Hello, I have a 2008 Specialized S Works Roubaix with Sram Red and Roval wheels. The bike rides really smooth and it is super light as would be expected for a bike of this caliber and cost. So, I will mention the things that are not so smooth. Front shifting with the s works chain rings is down right poor or probably worse. The only other thing I noticed is it is not as quick as my other ride (seven elium sg). I guess you sacrifice some zip for comfort. All in all a pretty good bike for what it was intended a comfortable performance ride.


----------



## pgk (Jun 30, 2008)

marckap said:


> Ultegra SL works very nice no issues - The only issue with the bike is my seatpost - I got the Spec S-works carbon seatpost and it creaks, I believe where the post enters the frame, we have tried everything, I am changing the post and getting a Thomson Elite post - I have 2 bikes so I tried the specialized toupe saddle on my other bike and no creaks- I know it's the post causing the creaks. Other then that I love the bike and the SL group works great, every thing is SL except for the Front Der which is a Dura-ace.
* * * *
ACTIONS TO TAKE
1. Repeat word for word the part of the bike forum thread starting at "Hello, I have" and ending at "comfortable performance ride.".
2. List every line of the rows below that contains the word "story", copying each line in full.

RECORDS SUPPLIED
* * * *
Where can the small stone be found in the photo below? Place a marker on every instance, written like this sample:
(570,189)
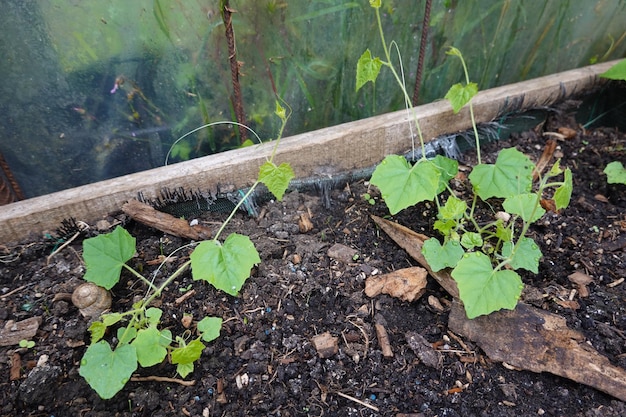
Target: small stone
(342,253)
(325,344)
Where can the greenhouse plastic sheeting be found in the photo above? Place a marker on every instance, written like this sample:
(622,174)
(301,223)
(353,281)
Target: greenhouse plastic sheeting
(93,90)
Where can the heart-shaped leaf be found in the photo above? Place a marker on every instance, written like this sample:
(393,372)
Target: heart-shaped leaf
(105,255)
(484,290)
(225,266)
(510,175)
(403,185)
(107,371)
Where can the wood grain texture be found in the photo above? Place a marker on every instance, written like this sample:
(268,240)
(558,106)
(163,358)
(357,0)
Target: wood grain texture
(349,146)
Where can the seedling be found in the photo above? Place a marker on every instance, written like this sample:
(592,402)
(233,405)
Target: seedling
(483,255)
(139,340)
(615,171)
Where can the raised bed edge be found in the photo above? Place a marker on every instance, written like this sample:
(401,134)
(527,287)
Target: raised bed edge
(349,146)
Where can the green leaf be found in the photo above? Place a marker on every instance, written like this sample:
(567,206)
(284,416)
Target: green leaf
(523,205)
(616,72)
(107,371)
(153,315)
(459,95)
(148,346)
(126,334)
(447,168)
(563,194)
(484,290)
(184,369)
(276,178)
(453,209)
(97,330)
(454,52)
(109,319)
(367,69)
(526,256)
(445,226)
(280,111)
(615,172)
(166,338)
(225,266)
(210,328)
(440,257)
(105,256)
(403,185)
(186,356)
(510,175)
(503,232)
(471,240)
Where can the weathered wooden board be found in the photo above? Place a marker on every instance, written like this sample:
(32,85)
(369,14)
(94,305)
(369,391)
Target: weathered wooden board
(354,145)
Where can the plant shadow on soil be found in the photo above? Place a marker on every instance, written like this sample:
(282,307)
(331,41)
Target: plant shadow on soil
(298,291)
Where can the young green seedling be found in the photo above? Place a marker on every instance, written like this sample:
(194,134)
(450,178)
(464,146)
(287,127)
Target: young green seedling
(140,341)
(483,257)
(615,171)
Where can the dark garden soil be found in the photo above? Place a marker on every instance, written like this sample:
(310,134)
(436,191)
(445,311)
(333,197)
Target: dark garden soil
(265,361)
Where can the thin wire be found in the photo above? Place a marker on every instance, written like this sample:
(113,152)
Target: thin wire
(167,157)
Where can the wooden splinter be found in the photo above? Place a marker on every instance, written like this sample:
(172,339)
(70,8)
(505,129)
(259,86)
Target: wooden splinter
(527,337)
(167,223)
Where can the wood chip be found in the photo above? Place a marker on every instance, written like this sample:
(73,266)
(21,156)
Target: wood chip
(383,340)
(167,223)
(567,132)
(406,284)
(13,332)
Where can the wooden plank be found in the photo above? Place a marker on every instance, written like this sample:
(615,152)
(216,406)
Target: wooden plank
(349,146)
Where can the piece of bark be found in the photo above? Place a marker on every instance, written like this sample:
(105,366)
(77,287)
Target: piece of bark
(412,243)
(382,336)
(546,156)
(16,367)
(167,223)
(527,338)
(13,332)
(539,341)
(407,284)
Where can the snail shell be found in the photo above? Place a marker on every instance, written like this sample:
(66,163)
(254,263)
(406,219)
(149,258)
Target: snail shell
(91,299)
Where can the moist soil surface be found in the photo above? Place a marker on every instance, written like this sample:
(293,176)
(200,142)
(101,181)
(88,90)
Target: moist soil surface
(265,361)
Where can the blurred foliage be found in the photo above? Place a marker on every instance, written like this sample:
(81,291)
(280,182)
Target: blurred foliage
(175,54)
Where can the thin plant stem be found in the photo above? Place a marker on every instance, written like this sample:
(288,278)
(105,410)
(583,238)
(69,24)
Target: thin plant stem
(400,81)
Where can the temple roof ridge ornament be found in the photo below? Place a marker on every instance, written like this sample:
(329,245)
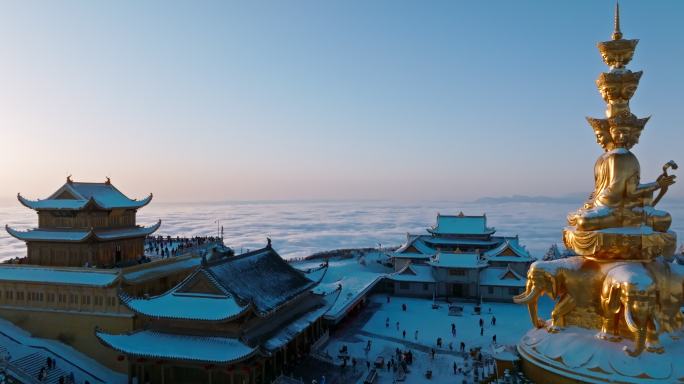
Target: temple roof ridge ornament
(617,34)
(617,52)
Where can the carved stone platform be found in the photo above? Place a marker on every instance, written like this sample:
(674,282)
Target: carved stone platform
(575,355)
(614,244)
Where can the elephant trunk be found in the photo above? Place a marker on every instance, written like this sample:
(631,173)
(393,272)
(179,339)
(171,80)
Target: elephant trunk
(527,296)
(639,332)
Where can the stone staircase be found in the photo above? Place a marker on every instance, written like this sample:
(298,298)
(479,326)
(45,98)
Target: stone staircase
(31,365)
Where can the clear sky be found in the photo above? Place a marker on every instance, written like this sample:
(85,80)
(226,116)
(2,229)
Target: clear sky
(325,99)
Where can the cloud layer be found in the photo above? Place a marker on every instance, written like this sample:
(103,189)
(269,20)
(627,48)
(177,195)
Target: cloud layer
(301,228)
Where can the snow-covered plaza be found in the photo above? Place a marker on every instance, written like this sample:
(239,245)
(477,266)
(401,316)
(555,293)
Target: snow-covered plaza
(383,321)
(423,325)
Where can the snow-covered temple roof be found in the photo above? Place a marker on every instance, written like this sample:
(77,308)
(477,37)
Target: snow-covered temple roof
(458,260)
(76,236)
(224,289)
(461,225)
(78,195)
(413,273)
(159,345)
(260,277)
(509,250)
(160,268)
(186,306)
(501,277)
(58,275)
(287,333)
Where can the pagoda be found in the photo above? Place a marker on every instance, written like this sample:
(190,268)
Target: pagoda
(85,224)
(240,319)
(617,305)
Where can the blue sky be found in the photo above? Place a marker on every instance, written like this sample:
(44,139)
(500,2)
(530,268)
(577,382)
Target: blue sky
(324,100)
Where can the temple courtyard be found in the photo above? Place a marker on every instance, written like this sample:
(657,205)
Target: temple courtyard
(430,319)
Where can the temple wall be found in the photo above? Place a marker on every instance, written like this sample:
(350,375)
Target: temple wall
(78,254)
(502,294)
(414,289)
(117,218)
(68,313)
(67,297)
(76,329)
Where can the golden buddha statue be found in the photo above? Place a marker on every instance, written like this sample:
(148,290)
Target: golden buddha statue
(618,199)
(622,291)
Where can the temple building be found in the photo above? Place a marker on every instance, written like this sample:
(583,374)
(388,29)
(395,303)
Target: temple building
(85,224)
(239,319)
(460,257)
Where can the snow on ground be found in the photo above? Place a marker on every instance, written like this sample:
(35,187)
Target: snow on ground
(512,322)
(355,273)
(20,343)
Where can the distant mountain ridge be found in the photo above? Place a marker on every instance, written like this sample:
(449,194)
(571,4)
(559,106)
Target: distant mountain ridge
(574,198)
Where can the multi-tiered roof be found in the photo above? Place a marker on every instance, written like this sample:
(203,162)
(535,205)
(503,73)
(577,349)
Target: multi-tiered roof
(270,302)
(85,223)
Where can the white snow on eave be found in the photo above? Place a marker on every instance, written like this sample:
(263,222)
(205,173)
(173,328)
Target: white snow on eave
(462,225)
(55,275)
(163,269)
(188,307)
(294,328)
(179,347)
(458,260)
(422,274)
(492,276)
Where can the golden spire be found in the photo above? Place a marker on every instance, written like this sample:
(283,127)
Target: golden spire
(617,34)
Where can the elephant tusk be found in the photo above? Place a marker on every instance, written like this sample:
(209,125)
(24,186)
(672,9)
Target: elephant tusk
(631,324)
(526,296)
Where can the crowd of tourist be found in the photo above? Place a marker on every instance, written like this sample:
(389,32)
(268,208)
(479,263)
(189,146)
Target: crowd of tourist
(167,246)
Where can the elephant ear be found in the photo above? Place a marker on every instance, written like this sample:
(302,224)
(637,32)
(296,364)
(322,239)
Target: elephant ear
(554,286)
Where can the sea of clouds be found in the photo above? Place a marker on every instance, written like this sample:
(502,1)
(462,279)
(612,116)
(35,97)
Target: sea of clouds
(302,228)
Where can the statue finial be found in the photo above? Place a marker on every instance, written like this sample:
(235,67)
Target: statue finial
(617,34)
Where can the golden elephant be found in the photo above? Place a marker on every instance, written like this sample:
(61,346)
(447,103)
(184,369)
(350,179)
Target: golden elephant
(546,278)
(630,291)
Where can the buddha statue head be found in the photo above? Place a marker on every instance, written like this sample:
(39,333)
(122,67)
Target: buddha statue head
(616,89)
(625,130)
(602,132)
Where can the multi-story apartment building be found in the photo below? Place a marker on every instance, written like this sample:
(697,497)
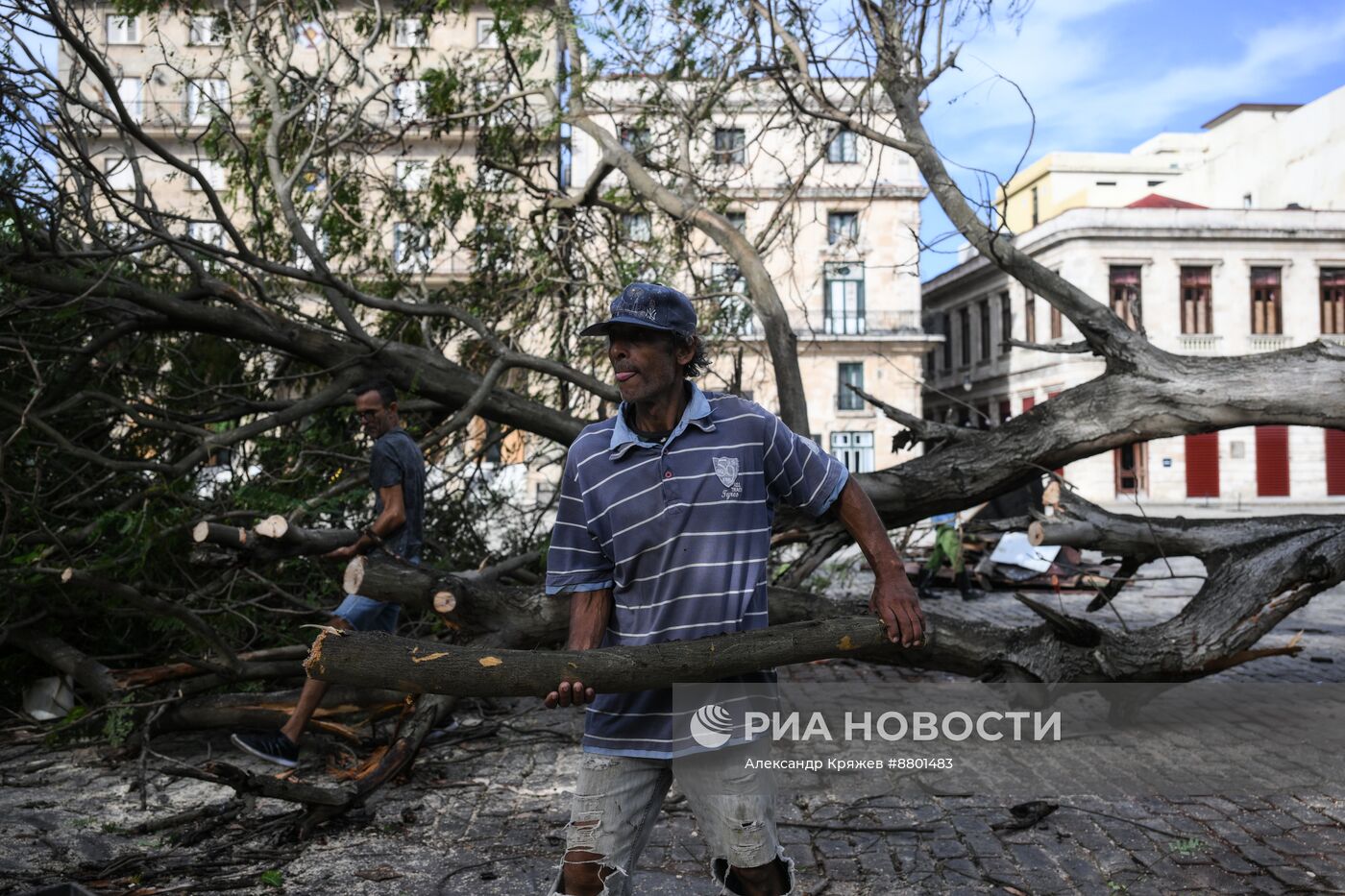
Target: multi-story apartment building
(844,261)
(1261,268)
(177,71)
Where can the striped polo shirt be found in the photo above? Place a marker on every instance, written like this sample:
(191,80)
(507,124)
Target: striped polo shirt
(681,533)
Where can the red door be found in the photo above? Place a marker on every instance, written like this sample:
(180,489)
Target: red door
(1203,466)
(1271,462)
(1335,462)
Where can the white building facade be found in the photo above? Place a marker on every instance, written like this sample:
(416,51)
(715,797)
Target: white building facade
(1203,281)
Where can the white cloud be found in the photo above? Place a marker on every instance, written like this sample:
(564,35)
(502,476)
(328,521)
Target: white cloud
(1083,93)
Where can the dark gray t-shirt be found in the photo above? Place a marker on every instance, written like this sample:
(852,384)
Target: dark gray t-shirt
(397,462)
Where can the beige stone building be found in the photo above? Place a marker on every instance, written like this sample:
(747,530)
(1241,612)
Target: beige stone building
(844,261)
(177,71)
(1233,278)
(844,254)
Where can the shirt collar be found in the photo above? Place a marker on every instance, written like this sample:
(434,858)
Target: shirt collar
(698,413)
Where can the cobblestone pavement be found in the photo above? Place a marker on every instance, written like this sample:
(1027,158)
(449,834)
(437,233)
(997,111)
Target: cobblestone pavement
(486,812)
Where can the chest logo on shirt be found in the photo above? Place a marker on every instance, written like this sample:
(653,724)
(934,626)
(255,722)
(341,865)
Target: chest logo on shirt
(726,469)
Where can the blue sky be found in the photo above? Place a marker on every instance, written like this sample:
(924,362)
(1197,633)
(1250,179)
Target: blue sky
(1107,74)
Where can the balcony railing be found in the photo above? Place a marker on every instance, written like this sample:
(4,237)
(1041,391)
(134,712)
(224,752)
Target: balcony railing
(1268,342)
(1199,343)
(873,323)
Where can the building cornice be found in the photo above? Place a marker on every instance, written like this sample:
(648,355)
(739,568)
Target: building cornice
(1196,225)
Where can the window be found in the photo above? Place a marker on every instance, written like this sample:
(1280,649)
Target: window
(730,145)
(318,235)
(206,231)
(206,31)
(206,98)
(984,312)
(1005,323)
(211,171)
(309,36)
(409,101)
(843,227)
(412,173)
(486,36)
(849,375)
(1333,301)
(319,100)
(1267,316)
(1196,303)
(945,328)
(636,140)
(844,299)
(123,29)
(1123,282)
(491,180)
(407,33)
(636,227)
(854,449)
(964,336)
(131,91)
(736,315)
(843,147)
(121,175)
(410,248)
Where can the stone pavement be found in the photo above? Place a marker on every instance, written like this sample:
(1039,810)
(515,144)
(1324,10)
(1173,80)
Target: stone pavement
(484,814)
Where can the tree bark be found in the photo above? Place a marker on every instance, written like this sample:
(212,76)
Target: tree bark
(491,614)
(362,658)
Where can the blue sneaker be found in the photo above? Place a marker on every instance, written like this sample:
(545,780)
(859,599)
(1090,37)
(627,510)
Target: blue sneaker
(271,745)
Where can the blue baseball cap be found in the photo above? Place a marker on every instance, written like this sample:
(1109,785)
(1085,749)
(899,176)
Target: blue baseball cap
(651,305)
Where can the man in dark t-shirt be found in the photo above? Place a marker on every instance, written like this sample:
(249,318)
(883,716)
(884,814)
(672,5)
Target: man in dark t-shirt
(397,476)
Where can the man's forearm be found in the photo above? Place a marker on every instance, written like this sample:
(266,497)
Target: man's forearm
(589,613)
(861,520)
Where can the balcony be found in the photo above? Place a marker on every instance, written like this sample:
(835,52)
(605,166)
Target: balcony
(1259,342)
(1199,343)
(884,323)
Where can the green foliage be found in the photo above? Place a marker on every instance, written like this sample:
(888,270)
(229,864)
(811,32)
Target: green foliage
(120,721)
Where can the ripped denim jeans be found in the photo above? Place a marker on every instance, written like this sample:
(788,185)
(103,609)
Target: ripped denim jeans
(618,802)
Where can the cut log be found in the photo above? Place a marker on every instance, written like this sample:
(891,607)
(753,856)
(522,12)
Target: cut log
(377,658)
(1258,573)
(273,539)
(273,526)
(86,670)
(497,615)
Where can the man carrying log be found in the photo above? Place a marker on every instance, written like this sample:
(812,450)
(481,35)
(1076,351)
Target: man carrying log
(663,533)
(397,476)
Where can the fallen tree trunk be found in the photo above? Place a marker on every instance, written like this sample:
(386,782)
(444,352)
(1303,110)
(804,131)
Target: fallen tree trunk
(491,614)
(273,539)
(363,658)
(1258,573)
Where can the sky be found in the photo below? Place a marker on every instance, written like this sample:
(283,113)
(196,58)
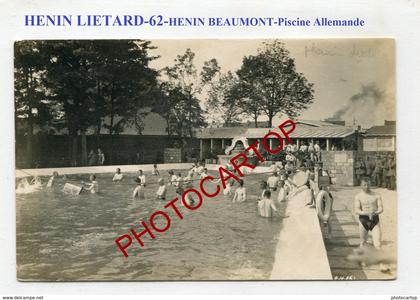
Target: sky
(338,68)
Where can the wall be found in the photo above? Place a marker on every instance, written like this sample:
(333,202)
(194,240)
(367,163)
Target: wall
(379,143)
(55,150)
(340,165)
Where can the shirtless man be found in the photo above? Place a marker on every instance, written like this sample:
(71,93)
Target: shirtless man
(368,206)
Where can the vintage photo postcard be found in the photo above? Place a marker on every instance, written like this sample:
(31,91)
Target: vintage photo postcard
(176,159)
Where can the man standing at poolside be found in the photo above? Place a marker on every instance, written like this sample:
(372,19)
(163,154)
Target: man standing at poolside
(368,206)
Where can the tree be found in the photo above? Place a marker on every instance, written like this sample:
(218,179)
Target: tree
(181,92)
(270,80)
(124,84)
(223,105)
(99,84)
(31,104)
(70,82)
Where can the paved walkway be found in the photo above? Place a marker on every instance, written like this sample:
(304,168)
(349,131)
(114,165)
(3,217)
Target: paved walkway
(300,253)
(345,236)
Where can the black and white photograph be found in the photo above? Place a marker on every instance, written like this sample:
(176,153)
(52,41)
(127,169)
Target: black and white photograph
(205,159)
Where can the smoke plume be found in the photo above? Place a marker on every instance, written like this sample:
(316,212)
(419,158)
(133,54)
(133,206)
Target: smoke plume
(368,107)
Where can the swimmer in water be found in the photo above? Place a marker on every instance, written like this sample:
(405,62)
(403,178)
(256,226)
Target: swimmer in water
(227,191)
(173,179)
(139,190)
(240,193)
(141,177)
(155,171)
(36,182)
(52,179)
(161,192)
(118,176)
(273,181)
(282,196)
(93,186)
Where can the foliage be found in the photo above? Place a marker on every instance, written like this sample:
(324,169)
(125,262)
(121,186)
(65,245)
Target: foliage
(270,80)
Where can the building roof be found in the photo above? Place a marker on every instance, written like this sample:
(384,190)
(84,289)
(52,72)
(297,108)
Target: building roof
(384,130)
(303,130)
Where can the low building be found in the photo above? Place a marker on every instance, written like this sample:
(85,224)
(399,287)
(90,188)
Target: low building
(329,136)
(380,138)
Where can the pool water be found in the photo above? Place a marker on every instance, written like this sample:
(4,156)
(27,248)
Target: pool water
(70,238)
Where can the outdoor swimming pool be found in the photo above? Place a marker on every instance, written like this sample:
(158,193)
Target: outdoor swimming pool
(65,238)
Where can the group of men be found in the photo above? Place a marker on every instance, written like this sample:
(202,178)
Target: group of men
(381,170)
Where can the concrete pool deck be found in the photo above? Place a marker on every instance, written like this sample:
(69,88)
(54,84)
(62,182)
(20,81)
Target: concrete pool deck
(300,252)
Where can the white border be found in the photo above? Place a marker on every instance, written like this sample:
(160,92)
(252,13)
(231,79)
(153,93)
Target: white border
(398,18)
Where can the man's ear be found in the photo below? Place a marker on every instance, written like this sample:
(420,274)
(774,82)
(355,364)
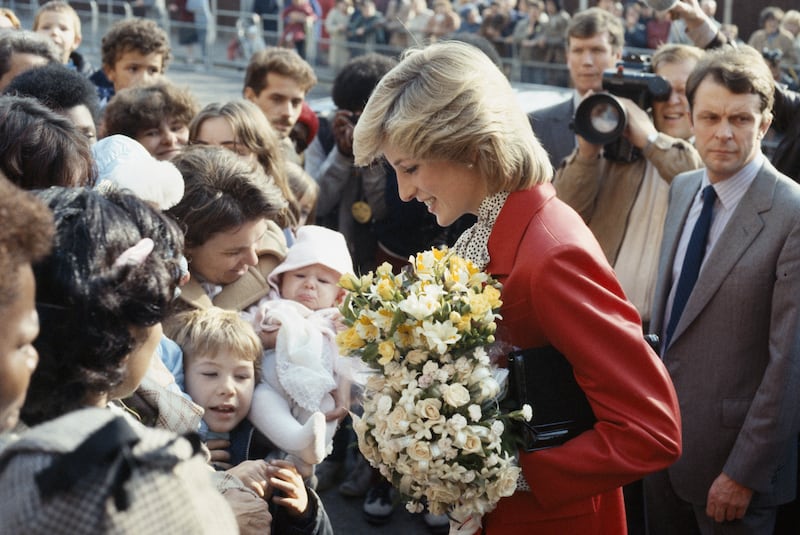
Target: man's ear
(109,72)
(766,122)
(76,43)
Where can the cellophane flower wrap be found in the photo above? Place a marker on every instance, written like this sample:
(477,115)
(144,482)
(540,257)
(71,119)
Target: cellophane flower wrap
(432,423)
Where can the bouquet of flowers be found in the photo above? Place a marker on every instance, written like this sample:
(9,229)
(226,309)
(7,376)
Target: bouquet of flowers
(432,423)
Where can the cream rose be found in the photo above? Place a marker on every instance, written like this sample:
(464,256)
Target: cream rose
(455,395)
(429,408)
(419,451)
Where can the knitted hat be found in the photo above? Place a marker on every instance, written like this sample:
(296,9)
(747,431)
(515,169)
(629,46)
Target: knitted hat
(124,163)
(315,245)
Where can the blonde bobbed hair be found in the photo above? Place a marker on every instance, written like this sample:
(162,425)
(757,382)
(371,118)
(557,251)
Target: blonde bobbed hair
(448,101)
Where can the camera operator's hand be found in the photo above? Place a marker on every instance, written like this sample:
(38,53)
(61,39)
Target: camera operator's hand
(639,125)
(691,13)
(343,125)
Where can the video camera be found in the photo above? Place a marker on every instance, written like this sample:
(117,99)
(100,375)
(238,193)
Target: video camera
(601,118)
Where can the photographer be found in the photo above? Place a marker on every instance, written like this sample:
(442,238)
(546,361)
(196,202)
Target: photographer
(786,110)
(624,203)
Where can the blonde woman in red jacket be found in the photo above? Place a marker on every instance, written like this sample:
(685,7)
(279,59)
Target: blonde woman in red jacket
(447,120)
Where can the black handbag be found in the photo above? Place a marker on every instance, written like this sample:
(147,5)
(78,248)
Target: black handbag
(543,378)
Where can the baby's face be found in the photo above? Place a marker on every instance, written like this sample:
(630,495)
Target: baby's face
(223,386)
(314,286)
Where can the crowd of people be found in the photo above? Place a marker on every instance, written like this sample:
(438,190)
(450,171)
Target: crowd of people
(168,358)
(531,31)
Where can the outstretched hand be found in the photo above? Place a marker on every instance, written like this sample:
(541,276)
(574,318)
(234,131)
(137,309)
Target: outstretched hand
(220,457)
(690,11)
(727,499)
(283,476)
(253,474)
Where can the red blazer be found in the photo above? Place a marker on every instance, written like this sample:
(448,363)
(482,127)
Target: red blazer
(559,289)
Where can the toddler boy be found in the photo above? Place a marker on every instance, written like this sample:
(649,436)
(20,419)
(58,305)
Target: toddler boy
(59,22)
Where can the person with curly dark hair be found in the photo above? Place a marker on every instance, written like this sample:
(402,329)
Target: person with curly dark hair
(64,91)
(102,294)
(98,307)
(25,236)
(157,116)
(22,50)
(39,148)
(133,52)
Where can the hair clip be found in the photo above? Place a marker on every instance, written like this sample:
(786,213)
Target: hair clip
(134,256)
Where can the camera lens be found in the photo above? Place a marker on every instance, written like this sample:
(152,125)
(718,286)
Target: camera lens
(600,118)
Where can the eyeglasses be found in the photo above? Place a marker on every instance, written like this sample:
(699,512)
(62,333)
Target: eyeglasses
(233,146)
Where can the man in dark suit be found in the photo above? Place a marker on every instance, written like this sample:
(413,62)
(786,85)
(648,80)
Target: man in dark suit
(594,43)
(730,340)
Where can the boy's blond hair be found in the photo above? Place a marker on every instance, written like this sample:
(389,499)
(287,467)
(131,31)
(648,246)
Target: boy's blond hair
(58,6)
(211,331)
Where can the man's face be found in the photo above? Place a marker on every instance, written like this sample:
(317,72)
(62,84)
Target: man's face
(134,68)
(728,128)
(59,27)
(21,62)
(673,116)
(281,100)
(587,58)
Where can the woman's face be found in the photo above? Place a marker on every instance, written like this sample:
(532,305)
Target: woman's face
(19,327)
(165,140)
(449,189)
(226,256)
(218,132)
(138,361)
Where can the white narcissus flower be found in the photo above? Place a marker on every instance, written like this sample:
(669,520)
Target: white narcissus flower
(415,357)
(398,421)
(488,389)
(439,335)
(419,307)
(472,442)
(375,382)
(456,423)
(527,412)
(474,412)
(455,395)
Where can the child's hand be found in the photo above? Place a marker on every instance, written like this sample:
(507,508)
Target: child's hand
(337,414)
(268,338)
(253,474)
(220,458)
(283,476)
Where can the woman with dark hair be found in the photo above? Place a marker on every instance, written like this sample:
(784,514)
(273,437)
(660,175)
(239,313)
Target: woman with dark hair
(232,242)
(39,148)
(239,126)
(102,294)
(63,90)
(109,308)
(25,237)
(157,116)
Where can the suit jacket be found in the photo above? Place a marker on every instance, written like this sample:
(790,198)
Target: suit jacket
(559,289)
(552,128)
(735,354)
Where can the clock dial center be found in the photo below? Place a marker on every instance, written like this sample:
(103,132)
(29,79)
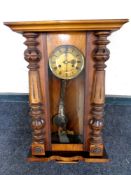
* * * *
EXPECTED RESPONSES
1.
Hello, I have a 2008 Specialized S Works Roubaix with Sram Red and Roval wheels. The bike rides really smooth and it is super light as would be expected for a bike of this caliber and cost. So, I will mention the things that are not so smooth. Front shifting with the s works chain rings is down right poor or probably worse. The only other thing I noticed is it is not as quick as my other ride (seven elium sg). I guess you sacrifice some zip for comfort. All in all a pretty good bike for what it was intended a comfortable performance ride.

2.
Where can the multi-story apartment building be found in the photo below? Place a marker on every instance, written like this sample:
Target: multi-story apartment building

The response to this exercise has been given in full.